STORED DATA section start

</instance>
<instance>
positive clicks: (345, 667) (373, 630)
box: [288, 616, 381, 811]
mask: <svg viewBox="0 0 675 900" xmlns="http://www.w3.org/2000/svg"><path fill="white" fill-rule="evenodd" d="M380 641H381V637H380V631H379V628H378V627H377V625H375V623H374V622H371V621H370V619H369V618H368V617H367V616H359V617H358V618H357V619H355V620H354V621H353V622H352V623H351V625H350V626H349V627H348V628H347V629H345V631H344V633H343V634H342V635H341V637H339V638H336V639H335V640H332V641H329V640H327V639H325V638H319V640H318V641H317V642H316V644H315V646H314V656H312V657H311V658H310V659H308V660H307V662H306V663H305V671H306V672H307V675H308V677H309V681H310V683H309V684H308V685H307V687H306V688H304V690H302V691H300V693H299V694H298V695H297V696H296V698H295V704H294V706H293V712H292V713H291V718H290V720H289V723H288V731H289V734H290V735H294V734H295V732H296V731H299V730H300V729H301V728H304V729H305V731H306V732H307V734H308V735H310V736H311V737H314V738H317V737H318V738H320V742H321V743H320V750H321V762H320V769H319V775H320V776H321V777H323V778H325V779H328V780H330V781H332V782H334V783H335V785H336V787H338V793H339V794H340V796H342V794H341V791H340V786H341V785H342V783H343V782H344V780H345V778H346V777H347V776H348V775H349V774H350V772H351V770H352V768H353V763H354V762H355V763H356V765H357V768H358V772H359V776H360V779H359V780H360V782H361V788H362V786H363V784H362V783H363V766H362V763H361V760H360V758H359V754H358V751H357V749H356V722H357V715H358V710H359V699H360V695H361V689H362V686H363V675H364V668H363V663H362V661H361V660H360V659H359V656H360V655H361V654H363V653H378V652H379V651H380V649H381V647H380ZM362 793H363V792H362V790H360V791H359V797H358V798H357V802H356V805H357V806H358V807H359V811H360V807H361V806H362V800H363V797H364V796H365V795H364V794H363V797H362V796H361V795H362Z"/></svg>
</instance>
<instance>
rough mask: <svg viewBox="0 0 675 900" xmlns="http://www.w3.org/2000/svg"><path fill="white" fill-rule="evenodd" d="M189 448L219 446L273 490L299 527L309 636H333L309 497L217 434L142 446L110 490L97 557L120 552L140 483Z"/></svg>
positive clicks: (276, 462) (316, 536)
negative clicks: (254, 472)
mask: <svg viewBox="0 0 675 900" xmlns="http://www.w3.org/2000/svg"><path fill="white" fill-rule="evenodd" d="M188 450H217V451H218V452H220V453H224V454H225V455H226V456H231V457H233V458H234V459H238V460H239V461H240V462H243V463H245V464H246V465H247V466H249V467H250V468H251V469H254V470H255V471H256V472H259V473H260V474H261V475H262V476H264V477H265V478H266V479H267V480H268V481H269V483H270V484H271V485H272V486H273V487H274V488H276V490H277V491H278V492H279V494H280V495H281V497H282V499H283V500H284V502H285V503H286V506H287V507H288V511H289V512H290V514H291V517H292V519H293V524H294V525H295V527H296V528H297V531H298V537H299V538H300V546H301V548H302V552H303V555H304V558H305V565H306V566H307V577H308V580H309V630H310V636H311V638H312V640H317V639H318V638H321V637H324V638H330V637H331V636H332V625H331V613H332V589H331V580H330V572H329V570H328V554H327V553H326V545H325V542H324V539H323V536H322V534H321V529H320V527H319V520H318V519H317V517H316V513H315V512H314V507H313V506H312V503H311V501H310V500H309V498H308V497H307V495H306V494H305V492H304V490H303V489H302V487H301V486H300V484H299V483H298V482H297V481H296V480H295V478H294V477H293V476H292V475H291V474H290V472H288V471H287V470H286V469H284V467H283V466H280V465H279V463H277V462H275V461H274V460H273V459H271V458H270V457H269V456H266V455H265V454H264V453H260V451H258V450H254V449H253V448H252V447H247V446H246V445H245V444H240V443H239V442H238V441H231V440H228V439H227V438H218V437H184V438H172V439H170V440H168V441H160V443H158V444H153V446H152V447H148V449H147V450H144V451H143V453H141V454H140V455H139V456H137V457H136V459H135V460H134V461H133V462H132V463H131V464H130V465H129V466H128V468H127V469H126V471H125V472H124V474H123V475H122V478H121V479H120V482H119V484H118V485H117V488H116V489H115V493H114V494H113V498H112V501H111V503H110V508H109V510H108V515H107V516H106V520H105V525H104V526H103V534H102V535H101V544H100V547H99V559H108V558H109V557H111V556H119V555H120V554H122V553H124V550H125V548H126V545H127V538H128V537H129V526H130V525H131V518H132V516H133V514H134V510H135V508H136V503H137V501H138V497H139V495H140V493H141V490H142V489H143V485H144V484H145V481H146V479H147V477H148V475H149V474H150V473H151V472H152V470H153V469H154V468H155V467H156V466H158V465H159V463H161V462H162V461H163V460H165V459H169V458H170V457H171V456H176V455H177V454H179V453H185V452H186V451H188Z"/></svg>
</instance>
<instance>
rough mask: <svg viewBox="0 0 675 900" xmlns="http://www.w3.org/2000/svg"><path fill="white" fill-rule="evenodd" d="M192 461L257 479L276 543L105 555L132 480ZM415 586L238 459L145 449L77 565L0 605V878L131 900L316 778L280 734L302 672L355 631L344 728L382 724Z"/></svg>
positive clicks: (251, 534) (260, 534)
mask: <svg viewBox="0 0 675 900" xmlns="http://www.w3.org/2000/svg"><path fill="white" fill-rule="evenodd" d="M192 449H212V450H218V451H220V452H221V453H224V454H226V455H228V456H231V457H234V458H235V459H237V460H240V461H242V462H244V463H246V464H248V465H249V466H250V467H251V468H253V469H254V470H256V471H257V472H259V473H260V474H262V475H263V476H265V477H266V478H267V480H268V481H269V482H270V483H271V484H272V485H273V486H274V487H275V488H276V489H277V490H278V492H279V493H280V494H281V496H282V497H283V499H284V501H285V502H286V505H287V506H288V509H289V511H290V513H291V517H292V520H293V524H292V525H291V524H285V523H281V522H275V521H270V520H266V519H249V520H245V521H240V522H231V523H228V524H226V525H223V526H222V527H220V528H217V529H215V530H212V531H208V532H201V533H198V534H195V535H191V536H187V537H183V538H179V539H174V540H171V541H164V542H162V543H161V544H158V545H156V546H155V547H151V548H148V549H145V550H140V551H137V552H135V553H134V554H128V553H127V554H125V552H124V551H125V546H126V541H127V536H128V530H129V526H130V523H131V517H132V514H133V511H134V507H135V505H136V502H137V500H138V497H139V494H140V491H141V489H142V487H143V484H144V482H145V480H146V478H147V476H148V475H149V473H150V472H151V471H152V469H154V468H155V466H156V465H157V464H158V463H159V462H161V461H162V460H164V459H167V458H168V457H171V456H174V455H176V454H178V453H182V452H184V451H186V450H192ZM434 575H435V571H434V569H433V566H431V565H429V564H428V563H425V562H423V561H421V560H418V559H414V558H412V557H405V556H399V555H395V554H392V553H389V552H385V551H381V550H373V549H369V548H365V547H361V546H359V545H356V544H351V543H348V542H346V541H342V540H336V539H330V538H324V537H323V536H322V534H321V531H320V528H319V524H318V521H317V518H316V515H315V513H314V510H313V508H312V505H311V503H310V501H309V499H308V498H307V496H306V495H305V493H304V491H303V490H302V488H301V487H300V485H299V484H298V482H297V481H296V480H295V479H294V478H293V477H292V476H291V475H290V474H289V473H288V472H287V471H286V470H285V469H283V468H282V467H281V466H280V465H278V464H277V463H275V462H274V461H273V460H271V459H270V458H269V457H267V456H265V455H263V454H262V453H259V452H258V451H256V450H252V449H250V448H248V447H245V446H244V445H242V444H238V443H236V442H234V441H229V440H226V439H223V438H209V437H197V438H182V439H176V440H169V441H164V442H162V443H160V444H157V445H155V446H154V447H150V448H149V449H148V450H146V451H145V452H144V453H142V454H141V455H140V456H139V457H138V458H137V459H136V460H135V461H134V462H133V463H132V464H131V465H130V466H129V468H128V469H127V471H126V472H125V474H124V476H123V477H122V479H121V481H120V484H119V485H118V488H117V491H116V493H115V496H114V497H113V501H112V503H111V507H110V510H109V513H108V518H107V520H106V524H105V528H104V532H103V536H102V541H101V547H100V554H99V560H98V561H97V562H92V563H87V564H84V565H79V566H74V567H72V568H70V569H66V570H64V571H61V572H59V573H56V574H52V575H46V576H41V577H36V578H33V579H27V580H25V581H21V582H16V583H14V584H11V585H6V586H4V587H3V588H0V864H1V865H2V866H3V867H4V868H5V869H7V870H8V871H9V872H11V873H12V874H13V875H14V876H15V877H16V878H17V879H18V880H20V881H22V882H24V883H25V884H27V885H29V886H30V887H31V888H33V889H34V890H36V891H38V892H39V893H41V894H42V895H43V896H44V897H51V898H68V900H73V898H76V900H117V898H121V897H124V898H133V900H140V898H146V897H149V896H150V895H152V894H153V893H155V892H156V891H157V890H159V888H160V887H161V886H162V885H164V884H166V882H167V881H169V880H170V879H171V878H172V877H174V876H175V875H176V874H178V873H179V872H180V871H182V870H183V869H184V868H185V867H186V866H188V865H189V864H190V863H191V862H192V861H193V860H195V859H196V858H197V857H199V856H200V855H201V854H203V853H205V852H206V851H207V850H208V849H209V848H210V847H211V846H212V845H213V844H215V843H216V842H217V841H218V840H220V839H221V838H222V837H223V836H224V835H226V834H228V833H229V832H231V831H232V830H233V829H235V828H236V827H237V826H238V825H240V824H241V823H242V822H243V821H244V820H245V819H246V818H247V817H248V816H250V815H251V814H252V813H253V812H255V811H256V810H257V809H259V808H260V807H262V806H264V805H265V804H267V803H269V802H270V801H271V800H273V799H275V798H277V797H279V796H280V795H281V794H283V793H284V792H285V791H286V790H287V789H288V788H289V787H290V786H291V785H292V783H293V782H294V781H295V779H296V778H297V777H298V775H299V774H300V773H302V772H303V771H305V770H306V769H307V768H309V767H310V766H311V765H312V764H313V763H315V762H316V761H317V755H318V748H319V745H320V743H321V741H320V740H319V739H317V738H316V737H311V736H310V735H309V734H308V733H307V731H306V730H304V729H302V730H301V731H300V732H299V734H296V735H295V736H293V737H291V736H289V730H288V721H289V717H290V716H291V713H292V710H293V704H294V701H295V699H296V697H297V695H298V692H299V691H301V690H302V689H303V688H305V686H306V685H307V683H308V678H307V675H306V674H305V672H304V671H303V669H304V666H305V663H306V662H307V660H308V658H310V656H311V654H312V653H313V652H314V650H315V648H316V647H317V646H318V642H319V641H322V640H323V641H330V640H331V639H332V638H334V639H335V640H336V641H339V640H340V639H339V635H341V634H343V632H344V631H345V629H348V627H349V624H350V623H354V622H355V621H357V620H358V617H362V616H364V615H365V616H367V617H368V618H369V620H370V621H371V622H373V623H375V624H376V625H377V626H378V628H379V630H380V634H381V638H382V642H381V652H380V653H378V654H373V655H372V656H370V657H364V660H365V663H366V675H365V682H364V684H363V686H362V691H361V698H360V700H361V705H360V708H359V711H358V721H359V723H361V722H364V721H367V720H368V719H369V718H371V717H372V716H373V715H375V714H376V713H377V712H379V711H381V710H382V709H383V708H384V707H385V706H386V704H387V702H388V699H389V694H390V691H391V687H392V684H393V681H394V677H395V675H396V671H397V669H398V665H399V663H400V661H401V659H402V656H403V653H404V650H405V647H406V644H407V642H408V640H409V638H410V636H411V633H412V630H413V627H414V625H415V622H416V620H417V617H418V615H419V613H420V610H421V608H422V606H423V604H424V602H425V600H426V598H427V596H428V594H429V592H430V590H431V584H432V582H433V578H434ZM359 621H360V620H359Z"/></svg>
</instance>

STORED DATA section end

## ACTIVITY:
Write out the records word for word, starting at the first line and ending at the line containing "box: [288, 616, 381, 811]", with both ends included.

## WRITTEN ANSWER:
</instance>
<instance>
positive clicks: (345, 667) (373, 630)
box: [288, 616, 381, 811]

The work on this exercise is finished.